▸ What the task requires: In the listing below, copy every line that contains the string "window".

═══ Material to process ═══

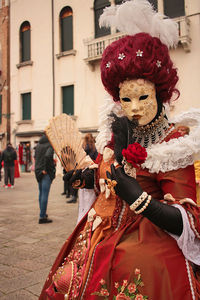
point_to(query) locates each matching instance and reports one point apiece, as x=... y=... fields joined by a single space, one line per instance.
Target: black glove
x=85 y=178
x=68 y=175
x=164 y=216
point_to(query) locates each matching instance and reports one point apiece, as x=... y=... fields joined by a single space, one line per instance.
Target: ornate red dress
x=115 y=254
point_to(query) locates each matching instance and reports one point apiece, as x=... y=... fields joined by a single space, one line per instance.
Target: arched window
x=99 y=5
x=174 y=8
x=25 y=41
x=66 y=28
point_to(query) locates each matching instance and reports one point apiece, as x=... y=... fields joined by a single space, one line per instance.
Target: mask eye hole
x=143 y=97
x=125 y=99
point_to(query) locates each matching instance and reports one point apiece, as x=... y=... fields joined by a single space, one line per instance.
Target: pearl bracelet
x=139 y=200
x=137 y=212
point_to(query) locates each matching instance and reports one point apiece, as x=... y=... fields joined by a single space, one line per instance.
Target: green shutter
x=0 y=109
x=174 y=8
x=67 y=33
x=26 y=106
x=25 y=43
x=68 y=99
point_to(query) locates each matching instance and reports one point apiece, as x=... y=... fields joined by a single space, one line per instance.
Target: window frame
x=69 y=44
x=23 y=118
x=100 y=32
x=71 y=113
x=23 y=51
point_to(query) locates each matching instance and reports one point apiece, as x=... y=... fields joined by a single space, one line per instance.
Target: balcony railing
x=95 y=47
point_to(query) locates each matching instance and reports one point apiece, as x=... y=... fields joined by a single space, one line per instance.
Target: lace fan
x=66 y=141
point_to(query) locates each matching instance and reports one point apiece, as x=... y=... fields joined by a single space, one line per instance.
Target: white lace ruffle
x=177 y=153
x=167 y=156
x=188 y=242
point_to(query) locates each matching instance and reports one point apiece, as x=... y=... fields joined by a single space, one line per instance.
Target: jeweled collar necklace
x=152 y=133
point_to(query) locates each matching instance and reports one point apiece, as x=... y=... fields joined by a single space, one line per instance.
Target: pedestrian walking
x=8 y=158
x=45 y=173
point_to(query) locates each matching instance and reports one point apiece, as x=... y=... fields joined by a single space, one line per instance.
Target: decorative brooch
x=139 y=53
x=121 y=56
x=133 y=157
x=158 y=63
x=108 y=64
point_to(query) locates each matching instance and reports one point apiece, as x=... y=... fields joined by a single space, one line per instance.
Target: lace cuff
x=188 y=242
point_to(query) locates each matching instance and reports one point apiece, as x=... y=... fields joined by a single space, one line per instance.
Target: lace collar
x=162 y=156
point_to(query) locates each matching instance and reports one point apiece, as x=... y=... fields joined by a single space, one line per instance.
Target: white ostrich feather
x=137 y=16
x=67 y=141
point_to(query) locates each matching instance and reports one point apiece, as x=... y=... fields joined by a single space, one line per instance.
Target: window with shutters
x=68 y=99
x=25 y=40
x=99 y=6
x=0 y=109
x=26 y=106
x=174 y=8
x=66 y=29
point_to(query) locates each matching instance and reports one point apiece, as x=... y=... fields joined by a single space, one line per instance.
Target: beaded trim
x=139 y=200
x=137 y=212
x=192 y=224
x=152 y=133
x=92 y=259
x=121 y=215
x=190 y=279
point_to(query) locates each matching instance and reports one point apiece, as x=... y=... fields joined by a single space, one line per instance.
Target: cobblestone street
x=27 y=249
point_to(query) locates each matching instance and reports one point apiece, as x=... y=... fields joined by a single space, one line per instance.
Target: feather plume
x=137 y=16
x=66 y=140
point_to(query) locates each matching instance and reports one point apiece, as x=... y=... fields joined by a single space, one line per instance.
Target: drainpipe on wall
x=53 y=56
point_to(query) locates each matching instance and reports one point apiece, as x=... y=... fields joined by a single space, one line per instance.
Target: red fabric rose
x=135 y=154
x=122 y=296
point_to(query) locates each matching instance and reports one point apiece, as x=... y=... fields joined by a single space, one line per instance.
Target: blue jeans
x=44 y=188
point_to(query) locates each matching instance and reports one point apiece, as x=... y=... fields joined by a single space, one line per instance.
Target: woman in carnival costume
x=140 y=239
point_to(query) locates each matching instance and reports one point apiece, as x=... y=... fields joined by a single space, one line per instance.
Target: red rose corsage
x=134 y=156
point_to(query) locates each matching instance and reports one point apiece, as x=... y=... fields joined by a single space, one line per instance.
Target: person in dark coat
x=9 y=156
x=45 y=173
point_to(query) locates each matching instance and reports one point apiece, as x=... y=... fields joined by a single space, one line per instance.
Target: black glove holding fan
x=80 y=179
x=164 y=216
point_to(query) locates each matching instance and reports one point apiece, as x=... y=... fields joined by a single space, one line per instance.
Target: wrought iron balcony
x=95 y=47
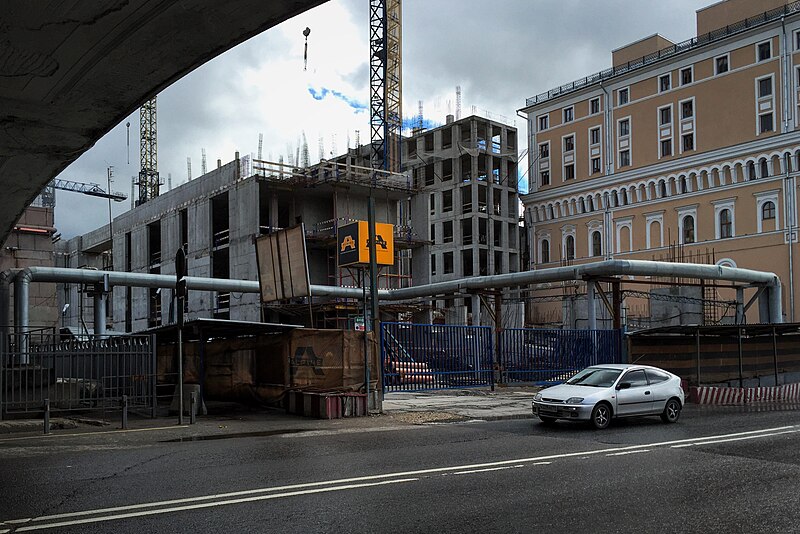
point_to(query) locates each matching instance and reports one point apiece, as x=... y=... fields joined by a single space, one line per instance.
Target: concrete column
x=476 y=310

═══

▸ Complete response:
Target: arched window
Target: window frame
Target: window with shutters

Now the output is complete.